• [Input data]
=== Section Start ===

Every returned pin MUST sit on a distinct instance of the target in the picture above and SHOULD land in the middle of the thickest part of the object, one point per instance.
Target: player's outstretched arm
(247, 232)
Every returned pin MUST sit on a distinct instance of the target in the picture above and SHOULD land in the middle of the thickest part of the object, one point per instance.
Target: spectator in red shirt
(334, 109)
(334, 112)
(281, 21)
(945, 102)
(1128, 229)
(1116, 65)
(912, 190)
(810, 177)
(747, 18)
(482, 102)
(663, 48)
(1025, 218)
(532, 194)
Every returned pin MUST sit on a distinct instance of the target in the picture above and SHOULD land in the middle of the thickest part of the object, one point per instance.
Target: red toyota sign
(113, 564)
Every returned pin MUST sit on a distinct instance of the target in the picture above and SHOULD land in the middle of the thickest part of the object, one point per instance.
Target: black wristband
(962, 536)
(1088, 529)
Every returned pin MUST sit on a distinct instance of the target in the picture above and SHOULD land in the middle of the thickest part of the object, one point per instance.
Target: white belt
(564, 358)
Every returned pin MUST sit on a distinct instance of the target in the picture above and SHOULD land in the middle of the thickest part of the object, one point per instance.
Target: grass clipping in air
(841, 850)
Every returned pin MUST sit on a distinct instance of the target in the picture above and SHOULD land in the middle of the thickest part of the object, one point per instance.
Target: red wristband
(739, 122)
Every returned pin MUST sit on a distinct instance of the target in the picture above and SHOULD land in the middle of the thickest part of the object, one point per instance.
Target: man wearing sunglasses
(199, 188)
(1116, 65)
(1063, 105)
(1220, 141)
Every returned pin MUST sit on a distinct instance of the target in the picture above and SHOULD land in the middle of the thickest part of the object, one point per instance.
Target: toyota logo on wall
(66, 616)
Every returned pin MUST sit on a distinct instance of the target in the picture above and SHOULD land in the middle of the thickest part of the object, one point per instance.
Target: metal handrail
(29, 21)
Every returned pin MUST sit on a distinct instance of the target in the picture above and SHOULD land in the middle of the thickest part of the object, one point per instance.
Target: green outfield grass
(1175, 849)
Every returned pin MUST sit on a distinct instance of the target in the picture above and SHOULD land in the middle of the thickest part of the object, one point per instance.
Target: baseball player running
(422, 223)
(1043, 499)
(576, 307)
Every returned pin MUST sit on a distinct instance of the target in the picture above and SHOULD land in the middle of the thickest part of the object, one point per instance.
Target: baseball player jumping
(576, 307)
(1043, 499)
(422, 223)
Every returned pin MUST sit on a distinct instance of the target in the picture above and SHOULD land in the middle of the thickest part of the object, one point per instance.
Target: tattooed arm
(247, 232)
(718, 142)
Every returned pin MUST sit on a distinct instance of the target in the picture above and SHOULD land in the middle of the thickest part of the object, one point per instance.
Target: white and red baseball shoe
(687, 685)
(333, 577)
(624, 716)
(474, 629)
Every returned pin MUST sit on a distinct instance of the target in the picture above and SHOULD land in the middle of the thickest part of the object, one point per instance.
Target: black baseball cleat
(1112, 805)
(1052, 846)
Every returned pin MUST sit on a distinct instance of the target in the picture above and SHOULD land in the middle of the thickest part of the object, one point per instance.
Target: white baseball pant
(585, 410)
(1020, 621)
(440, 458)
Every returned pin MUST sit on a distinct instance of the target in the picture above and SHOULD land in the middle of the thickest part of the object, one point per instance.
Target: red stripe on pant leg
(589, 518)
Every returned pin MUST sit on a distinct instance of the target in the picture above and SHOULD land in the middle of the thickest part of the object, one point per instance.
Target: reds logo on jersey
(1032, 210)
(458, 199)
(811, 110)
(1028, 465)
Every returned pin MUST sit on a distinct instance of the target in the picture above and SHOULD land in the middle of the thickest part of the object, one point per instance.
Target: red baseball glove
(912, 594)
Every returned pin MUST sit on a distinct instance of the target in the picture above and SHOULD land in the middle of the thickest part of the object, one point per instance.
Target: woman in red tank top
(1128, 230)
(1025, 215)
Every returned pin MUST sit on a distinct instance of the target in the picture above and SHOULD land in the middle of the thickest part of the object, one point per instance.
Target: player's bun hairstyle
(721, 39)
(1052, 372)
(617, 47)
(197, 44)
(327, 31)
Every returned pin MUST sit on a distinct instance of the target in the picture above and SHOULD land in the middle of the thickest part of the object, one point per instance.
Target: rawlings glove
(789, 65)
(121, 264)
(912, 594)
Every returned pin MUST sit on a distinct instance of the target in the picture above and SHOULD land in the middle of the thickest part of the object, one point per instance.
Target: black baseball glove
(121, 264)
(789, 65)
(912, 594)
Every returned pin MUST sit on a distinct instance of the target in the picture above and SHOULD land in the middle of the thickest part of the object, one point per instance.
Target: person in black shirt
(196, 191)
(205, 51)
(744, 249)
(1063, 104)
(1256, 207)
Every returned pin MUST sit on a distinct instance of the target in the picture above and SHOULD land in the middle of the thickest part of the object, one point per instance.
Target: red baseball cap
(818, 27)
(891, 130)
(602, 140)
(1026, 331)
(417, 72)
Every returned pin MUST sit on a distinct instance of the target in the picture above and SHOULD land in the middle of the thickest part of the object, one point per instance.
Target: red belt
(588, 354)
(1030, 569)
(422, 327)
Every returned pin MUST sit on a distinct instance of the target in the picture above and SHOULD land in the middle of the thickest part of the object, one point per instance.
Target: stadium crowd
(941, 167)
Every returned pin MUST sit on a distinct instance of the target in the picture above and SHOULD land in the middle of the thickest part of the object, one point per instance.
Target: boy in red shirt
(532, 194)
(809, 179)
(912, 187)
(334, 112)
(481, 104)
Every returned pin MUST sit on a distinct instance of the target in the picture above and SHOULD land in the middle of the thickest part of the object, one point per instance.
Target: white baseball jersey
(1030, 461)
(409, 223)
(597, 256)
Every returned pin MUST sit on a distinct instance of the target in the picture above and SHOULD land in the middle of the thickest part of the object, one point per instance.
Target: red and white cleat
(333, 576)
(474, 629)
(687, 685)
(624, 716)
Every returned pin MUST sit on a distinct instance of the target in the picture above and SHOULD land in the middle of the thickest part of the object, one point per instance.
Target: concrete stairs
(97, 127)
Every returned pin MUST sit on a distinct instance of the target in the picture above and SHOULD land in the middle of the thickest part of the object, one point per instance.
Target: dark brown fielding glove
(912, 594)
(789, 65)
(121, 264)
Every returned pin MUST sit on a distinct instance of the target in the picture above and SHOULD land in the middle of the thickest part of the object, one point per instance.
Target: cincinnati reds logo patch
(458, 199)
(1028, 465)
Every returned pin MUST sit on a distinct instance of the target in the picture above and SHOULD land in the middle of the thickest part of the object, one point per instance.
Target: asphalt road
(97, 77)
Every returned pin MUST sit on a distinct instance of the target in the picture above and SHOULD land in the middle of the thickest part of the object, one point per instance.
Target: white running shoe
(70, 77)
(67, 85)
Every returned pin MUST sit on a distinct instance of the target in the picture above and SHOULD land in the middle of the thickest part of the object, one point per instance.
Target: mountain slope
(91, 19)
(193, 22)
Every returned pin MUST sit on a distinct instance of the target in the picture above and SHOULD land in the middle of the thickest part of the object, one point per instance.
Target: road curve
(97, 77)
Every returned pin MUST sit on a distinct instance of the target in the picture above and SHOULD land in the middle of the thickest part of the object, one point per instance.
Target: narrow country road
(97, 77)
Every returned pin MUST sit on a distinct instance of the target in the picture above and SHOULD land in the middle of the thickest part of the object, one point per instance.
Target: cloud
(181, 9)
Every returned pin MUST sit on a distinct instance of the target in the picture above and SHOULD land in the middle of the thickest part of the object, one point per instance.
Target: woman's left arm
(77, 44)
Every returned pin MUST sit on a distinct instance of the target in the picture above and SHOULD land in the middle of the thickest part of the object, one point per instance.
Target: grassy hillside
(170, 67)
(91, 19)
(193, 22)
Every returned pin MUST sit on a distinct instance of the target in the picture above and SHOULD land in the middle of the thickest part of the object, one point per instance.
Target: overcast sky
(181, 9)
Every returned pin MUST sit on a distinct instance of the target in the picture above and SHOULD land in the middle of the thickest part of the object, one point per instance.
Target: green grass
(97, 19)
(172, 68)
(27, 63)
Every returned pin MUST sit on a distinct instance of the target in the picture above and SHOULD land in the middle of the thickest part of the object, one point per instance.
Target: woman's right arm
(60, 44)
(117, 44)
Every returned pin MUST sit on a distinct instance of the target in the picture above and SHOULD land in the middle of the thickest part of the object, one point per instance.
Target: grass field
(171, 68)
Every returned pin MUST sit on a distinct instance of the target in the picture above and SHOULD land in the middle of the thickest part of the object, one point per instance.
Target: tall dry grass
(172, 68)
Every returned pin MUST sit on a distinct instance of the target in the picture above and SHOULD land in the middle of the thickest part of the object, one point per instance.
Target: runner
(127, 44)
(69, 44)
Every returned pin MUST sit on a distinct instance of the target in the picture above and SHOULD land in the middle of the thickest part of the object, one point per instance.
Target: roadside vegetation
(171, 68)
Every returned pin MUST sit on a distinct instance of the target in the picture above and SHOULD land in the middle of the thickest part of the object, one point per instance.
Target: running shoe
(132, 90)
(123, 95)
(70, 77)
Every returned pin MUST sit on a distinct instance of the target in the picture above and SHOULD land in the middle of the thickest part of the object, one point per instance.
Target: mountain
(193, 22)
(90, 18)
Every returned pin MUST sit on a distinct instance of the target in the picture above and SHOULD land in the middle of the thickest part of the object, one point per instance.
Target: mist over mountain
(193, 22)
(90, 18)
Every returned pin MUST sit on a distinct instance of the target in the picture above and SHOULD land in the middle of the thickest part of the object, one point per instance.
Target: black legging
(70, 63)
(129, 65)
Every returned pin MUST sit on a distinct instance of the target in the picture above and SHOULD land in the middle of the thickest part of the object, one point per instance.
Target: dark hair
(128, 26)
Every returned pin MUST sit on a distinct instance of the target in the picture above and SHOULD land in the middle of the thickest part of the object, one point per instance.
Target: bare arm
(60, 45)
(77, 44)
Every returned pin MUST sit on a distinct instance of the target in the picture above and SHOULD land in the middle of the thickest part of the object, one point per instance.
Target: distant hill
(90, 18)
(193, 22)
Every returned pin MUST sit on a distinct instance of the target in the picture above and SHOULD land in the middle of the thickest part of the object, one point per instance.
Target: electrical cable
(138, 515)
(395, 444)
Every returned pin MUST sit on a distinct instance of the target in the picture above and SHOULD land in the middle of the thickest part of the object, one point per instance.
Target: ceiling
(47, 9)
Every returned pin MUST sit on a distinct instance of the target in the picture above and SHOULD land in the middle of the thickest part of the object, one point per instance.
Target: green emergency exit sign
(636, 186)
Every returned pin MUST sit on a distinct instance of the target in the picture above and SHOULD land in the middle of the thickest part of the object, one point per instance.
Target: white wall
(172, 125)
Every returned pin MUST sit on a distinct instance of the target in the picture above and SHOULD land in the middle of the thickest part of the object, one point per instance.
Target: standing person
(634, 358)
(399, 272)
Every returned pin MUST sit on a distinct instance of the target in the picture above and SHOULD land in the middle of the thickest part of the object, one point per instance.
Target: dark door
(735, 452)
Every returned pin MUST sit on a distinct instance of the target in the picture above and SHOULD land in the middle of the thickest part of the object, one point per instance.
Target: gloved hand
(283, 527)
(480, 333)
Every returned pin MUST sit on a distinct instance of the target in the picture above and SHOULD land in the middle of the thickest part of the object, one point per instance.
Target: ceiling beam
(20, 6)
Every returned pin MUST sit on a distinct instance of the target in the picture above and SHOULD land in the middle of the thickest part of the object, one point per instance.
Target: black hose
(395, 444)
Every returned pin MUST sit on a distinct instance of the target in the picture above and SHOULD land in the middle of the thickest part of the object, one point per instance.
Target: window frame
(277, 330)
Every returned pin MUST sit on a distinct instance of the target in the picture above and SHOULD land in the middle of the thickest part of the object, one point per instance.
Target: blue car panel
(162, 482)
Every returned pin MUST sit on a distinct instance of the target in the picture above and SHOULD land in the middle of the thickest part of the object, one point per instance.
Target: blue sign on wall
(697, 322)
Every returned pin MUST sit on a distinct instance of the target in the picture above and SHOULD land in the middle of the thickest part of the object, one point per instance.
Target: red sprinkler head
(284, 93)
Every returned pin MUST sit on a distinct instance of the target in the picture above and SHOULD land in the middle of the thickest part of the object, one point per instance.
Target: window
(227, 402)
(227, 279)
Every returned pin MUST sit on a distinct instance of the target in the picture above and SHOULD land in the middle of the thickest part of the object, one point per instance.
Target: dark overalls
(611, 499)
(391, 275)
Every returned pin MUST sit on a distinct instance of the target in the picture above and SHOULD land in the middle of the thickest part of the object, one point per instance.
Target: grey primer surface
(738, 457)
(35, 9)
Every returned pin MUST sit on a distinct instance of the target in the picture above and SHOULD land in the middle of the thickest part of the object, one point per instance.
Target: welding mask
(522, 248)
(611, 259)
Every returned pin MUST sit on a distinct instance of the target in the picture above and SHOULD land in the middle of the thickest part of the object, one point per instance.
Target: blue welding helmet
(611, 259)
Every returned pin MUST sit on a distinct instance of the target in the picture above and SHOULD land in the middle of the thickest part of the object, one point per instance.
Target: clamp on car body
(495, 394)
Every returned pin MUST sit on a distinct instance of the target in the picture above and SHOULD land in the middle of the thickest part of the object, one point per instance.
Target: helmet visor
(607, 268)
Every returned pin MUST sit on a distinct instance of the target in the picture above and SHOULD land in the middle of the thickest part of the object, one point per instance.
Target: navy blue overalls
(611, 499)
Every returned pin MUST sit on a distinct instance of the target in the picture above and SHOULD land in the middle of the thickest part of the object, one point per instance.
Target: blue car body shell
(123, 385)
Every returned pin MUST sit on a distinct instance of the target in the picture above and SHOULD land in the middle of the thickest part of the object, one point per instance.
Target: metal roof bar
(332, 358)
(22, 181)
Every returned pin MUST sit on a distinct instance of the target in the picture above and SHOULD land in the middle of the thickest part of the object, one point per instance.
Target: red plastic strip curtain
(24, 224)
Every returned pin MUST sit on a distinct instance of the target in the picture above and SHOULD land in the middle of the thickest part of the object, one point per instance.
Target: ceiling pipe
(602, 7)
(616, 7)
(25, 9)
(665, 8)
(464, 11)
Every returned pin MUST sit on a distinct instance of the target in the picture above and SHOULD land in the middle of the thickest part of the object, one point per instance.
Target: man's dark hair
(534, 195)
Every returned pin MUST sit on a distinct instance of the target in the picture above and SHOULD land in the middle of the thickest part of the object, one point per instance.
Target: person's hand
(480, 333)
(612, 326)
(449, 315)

=== Section End ===

• [Problem to work on] Your reply should be an exact copy of every line from the line with "Target: man's dark hair" through the final line of the data, and nothing more.

• [Result of this exercise]
Target: man's dark hair
(534, 195)
Every returned pin MUST sit on a distinct instance of the target in the picture above and SHOULD land in the middle of the thickest part of the object, one point per instance.
Target: person's hand
(480, 333)
(612, 326)
(449, 315)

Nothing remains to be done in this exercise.